Convert the stretch of the records below from the line containing "Where can you see the pillow" through the line containing "column 483, row 438" into a JSON list of strings, one string per line, leaving out blank lines. Include only those lines.

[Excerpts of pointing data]
-- start --

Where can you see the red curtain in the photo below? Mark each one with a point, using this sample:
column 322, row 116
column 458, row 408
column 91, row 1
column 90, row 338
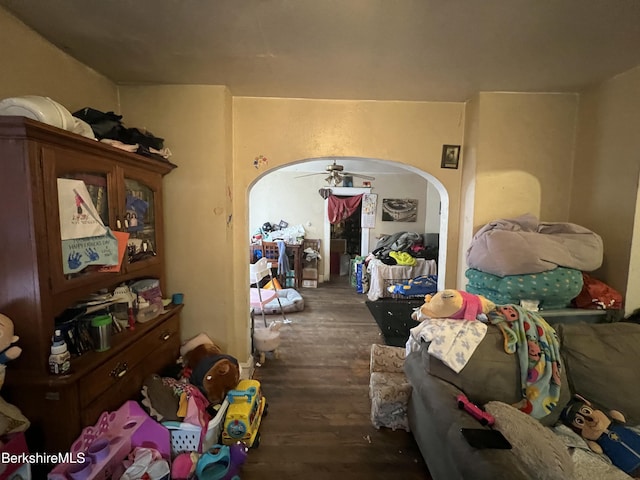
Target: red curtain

-- end --
-- start --

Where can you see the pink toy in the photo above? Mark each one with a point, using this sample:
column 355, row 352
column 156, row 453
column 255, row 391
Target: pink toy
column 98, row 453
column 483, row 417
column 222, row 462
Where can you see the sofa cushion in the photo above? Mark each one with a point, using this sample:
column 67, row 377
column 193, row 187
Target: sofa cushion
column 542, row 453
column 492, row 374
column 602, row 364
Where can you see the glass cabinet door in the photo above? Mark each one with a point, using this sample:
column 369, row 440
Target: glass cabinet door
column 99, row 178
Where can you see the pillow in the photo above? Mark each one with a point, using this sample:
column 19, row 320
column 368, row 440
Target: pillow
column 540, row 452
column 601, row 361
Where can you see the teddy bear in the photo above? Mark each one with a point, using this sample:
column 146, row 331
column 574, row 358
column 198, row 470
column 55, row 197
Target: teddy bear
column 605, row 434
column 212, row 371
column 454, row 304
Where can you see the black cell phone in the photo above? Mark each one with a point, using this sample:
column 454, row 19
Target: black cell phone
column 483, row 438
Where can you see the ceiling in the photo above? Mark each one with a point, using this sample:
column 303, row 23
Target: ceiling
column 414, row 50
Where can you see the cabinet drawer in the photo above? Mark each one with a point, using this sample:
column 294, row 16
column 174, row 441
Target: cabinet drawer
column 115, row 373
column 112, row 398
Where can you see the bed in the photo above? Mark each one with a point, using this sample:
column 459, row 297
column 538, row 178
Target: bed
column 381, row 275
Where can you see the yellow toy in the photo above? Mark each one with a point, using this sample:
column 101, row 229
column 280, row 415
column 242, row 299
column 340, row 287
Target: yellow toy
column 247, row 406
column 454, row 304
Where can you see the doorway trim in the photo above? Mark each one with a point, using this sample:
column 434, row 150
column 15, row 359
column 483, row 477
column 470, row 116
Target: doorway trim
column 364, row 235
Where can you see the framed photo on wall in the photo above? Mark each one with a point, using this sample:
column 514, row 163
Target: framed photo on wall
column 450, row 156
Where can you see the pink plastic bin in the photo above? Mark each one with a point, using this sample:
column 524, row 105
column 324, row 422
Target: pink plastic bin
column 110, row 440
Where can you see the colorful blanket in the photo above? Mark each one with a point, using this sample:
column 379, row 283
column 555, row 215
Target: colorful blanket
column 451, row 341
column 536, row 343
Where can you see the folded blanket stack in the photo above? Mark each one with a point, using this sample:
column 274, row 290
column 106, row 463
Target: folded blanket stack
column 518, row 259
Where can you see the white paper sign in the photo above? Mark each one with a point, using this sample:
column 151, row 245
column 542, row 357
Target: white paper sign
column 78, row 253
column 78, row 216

-- end --

→ **Solution to the exercise**
[
  "Where can you see the pillow in the photo above? Mark each one with a point, using this sample:",
  "column 19, row 320",
  "column 368, row 440",
  "Target: pillow",
  "column 540, row 452",
  "column 601, row 361",
  "Where can you see the teddy bear in the photo above? Mark each one with a point, using this sample:",
  "column 146, row 331",
  "column 574, row 358",
  "column 198, row 470",
  "column 55, row 197",
  "Target: teddy bear",
  "column 605, row 434",
  "column 212, row 371",
  "column 454, row 304",
  "Where can you see the black cell phone in the photo above? Mark each one with a point, using this sample:",
  "column 454, row 19",
  "Target: black cell phone",
  "column 483, row 438"
]